§ SHORT EXERCISE A: Write out the entries again, starting at the line that contains "shown by (57,303)." and ending at the last line of the entries, with the requests included. Shift each point coordinate in the answers up by 60, but leave the numbers inside the requests unchanged.

As the European elections and local elections* see a huge success for the xenophobic UKIP, I'd love to know where the hell the British left - from centre to extreme - has disappeared to.
Labour should be tearing chunks out of this Conservative government - propped up the centre-left Liberal Democrats - which is committed to blaming the poor and sending millions into deepening poverty.
But no. Just like New Zealand and Australia**, they have left a period of power in a shambles, put up ineffectual leaders, and failed miserably at making political gains - at a time when the recession has ravaged the country and they should be making the case for supporting the sick and poor and disabled and unemployed, should be investing in public transport and affordable green energy, should be making the case for all these things.
We know that small parties do very well at local election and European elections (which are proportional, unlike the UK's joke of an electoral system). It's a chance for a protest vote, to stick it to the main parties, when turnout is low.
But why have UKIP succeeded and dominated the media for the last 6 months, while the smaller leftist parties are - well, what ARE they doing? I don't know what they're doing, which is kind of the point.
I had to find the Green Party's electoral campaign broadcast on Youtube. I had to look it up. I would be the first person to admit my Facebook feed is an ivory tower, a bubble, of privileged/leftist/green/progressive attitudes, because that's mostly the people I like. But I didn't see it once.
The British socialists said - no wait, who are the British socialists? I count myself a moderate socialist, and yet I don't even know the name of a British socialist party - of which there are many, because let's face it, the far-left is very good at infighting and squabbling over 19th-century economic philosophy while the free-market, xenophobic right marches on.
Why are UKIP doing so well as a protest vote against the main parties, against a background of the MPs expenses scandal - while the left parties are nowhere to be seen?
There is technically a thing you can call "the British left". Sure, Britain is naturally a conservative country. And sure, the vast majority of UK newspapers are either right-wing or far-right-wing: The Times, The Telegraph, The Daily Mail, The Express, The Financial Times, The Sun, The Spectator, The Economist, ITV.
But in theory, this is what I'd call the British left:
- Labour Party - centre-left, major Parliamentary party
Currently failing at creating solid policies and holding the Tories to account
- Liberal Democrats - centre-left, minor Parliamentary party
Currently propping up the Tories they should be holding to account
- Green Party - left/green, tiny party (1 MP)
Currently consist of Caroline Lucas MP being awesome, and, uh, not sure?
- Respect Party - left/radical, tiny party (1 MP)
Currently... nope not sure
- Various socialist parties, including Socialist Labour Party, Socialist Party (England and Wales), Scottish Socialist Party, Communist Party of Britain, Socialist Workers Party, Liberal Party, the Communist Left Alliance (in Fife), and I guess perhaps the Pirate Party.

§ SHORT EXERCISE B: Pick up the post about the British left after its last line and continue it.

§ PROVIDED DATA:
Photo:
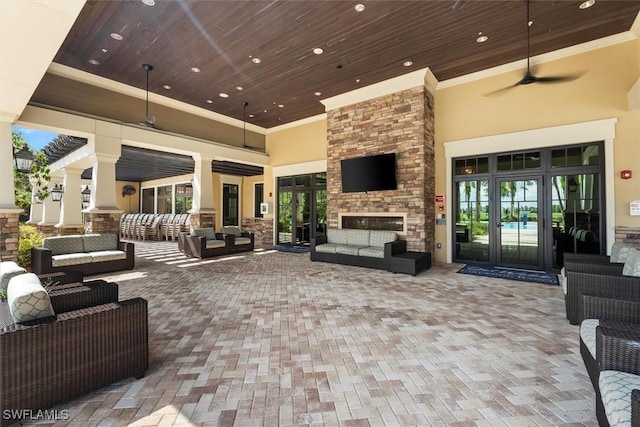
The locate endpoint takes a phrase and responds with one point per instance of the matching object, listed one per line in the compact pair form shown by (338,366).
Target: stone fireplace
(400,123)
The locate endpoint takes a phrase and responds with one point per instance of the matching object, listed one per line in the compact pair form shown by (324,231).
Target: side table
(410,262)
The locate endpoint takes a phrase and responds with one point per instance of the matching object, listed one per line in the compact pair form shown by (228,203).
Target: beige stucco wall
(608,74)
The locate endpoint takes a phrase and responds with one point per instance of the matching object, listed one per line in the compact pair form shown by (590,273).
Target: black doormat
(292,249)
(511,274)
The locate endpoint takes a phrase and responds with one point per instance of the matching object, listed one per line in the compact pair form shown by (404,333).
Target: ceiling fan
(529,77)
(150,119)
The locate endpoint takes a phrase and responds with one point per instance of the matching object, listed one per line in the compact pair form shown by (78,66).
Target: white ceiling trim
(101,82)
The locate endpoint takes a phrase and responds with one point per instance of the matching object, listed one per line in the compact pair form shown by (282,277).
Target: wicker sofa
(363,248)
(610,349)
(92,341)
(88,253)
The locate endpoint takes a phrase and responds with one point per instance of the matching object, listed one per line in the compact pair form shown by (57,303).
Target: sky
(35,138)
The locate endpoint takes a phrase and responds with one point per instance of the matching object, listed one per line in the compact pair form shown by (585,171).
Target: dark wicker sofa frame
(41,262)
(51,361)
(605,285)
(390,249)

§ RIGHT ANSWER A:
The locate endpoint takes a phrase and responds with one point per instance of the matching object, listed one per line in the compact pair form shown by (57,303).
Target: sky
(95,198)
The locate endpoint takes a phrase and responds with one point per instance of the matching object, listed one per line in the compact pair form shown by (585,171).
Target: dark wicker sofa frame
(101,322)
(111,421)
(665,345)
(450,309)

§ RIGHT ANSWER B:
Currently relegated to the last paragraph of "Non-Parliamentary political parties" on Wikipedia's "Politics of the United Kingdom" page -> Political Parties section. (Okay, that's not true - the following paragraph discusses single interest and local parties, such as the "Better Bedford Independent Party". I don't know if they're leftist.)
- Trade unions - still a major contributor in finances and policy to the Labour Party and smaller leftist parties
- The Guardian, The Independent, The Mirror and the New Statesman, and Channel 4, representing 98.57% of left-leaning news in the UK.***
In a way, you could say a lot of British leftism is mixed into the fabric of daily life. Mainstream British public opinion supports public institutions like the BBC and the NHS. But this, quite simply, doesn't mean anything when it comes to action at the ballot box or even political policies.
One aspect of UKIP's success, alongside the BNP and the hideous military religio-fascist xenophobia of Britain First, is one of capturing the media's attention. They have been in the spotlight precisely because they have such awful, bigoted opinions, which are both notable on their own and notable because they seem to, for whatever reason, have caught the public's attention.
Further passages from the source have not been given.